__Problem statement__. Report each line of the material below that contains the word "mounted", treating uppercase and lowercase as different.

__Record set__.
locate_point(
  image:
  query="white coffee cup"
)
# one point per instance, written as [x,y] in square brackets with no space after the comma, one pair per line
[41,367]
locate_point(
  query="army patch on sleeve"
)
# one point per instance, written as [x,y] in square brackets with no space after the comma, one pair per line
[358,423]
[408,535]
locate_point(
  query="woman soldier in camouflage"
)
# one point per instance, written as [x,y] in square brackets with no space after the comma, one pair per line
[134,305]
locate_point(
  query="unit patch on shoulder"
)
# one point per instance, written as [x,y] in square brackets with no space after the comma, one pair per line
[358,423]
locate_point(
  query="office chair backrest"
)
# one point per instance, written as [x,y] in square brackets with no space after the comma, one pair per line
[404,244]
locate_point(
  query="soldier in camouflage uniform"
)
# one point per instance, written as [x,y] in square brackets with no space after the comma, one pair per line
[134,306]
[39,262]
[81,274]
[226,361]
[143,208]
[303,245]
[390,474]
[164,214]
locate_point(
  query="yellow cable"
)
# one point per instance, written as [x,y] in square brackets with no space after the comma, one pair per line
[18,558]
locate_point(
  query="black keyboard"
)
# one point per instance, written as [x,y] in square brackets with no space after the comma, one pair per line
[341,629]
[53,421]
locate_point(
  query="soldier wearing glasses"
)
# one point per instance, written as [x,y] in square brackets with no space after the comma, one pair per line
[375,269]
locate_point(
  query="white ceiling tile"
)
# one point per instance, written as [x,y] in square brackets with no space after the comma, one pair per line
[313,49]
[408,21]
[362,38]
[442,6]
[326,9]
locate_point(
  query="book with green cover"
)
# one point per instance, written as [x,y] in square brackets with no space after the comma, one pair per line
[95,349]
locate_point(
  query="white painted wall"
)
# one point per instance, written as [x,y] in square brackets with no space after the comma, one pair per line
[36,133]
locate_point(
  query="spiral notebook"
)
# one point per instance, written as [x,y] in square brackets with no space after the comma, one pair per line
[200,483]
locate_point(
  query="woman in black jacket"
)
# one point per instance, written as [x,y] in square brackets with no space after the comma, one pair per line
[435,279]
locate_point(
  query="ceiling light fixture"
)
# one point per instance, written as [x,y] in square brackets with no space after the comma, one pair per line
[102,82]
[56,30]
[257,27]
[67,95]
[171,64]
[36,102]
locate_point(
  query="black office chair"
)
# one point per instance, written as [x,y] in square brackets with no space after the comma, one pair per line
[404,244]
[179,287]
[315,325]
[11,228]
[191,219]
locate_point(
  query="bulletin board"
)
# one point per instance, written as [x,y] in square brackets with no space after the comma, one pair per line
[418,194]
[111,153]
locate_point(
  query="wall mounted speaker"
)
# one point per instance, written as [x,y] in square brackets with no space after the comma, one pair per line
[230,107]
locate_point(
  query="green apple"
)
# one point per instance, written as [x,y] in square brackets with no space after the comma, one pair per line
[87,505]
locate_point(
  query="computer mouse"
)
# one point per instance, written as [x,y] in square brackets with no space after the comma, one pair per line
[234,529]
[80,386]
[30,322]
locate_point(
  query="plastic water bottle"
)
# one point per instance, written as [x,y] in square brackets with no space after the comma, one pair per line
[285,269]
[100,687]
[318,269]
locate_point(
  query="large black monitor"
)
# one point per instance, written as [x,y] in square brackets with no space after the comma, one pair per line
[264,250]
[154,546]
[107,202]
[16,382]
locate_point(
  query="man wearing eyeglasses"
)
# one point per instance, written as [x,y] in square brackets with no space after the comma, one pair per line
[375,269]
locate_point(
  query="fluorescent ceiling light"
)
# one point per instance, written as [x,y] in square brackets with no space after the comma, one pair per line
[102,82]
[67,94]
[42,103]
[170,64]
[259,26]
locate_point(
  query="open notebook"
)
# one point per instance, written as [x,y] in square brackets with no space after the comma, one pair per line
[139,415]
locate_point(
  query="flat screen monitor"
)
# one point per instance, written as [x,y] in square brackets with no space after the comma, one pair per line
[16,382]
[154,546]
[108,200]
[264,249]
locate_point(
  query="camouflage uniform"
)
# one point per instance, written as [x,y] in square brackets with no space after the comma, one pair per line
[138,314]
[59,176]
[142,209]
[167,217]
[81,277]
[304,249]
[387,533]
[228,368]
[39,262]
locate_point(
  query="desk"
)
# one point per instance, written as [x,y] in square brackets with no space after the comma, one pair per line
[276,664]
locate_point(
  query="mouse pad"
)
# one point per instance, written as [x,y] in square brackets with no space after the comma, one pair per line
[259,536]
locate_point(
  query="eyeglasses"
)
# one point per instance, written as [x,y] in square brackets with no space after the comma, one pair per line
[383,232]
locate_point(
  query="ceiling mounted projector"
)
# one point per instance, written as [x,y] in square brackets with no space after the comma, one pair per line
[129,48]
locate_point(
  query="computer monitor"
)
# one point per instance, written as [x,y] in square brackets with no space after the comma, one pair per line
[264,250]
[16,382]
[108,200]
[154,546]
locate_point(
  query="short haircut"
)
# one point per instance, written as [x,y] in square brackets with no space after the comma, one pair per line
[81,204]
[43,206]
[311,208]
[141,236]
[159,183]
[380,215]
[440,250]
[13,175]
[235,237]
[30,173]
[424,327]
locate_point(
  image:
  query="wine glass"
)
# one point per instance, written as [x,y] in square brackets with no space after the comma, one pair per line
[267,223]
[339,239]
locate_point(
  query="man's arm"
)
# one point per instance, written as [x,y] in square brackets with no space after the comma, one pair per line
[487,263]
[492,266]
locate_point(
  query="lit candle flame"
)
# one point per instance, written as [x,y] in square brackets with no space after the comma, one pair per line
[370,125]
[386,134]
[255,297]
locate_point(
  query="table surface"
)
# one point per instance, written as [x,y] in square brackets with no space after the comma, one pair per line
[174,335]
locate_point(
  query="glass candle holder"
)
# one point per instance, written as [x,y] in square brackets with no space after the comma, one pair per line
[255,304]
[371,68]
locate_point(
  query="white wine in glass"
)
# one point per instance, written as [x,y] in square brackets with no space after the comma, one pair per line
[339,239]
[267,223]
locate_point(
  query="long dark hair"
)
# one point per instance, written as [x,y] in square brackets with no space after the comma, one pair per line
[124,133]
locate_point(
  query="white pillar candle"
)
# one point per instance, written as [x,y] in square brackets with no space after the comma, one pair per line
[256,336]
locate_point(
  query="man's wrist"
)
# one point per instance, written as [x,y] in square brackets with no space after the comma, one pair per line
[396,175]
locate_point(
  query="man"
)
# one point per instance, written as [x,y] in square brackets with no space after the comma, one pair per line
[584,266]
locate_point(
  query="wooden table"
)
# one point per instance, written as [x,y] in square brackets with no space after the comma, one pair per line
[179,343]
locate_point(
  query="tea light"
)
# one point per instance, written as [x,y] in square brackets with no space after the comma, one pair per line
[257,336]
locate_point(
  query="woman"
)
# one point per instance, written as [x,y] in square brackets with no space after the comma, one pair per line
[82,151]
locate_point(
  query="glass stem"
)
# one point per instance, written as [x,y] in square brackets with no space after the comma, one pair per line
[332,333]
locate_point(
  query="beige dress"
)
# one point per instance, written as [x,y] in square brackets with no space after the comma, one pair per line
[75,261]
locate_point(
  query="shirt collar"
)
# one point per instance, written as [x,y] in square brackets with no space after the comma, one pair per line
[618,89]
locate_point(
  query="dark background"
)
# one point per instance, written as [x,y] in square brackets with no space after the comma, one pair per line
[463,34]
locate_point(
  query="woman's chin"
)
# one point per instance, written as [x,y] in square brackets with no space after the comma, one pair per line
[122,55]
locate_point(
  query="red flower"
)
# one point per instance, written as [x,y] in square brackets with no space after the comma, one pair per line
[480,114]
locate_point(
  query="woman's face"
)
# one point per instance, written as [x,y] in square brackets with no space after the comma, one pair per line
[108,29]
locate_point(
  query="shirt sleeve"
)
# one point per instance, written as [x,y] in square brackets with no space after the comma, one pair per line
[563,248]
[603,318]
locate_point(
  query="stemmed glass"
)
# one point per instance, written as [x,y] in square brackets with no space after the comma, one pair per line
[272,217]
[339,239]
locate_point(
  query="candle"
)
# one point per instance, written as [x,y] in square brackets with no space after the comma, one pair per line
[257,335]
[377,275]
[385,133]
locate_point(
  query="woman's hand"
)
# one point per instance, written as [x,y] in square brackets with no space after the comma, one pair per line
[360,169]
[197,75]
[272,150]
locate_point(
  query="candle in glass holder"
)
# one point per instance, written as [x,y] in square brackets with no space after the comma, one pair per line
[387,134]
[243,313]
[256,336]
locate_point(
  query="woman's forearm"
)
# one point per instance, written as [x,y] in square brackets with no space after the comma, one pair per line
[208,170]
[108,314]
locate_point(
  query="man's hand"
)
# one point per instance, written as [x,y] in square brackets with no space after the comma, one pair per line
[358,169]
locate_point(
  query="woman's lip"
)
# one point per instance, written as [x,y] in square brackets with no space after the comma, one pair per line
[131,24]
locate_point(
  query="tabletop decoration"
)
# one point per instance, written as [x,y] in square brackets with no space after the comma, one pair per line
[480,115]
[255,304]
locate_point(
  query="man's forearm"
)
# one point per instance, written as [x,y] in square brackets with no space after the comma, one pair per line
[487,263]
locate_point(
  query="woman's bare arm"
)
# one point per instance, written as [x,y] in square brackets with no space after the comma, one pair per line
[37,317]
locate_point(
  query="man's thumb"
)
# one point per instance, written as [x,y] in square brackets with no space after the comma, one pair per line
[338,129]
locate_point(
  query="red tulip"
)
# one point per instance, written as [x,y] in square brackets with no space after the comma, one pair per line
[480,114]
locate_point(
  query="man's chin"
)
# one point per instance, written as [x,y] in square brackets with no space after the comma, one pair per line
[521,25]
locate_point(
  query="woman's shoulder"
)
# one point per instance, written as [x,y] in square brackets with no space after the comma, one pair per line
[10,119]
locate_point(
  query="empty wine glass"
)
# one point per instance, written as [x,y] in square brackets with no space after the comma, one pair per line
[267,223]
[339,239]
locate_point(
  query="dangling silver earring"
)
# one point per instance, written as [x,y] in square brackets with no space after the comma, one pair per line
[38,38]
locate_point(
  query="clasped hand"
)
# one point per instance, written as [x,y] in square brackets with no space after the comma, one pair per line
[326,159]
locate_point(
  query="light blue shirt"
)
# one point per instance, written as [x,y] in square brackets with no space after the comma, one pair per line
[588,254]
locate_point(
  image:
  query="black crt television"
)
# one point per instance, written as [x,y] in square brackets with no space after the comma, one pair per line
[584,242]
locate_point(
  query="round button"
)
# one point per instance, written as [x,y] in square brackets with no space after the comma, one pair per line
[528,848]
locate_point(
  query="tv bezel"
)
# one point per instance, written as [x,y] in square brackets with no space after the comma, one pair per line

__Answer__.
  query="wall mounted speaker"
  query="ceiling mounted projector"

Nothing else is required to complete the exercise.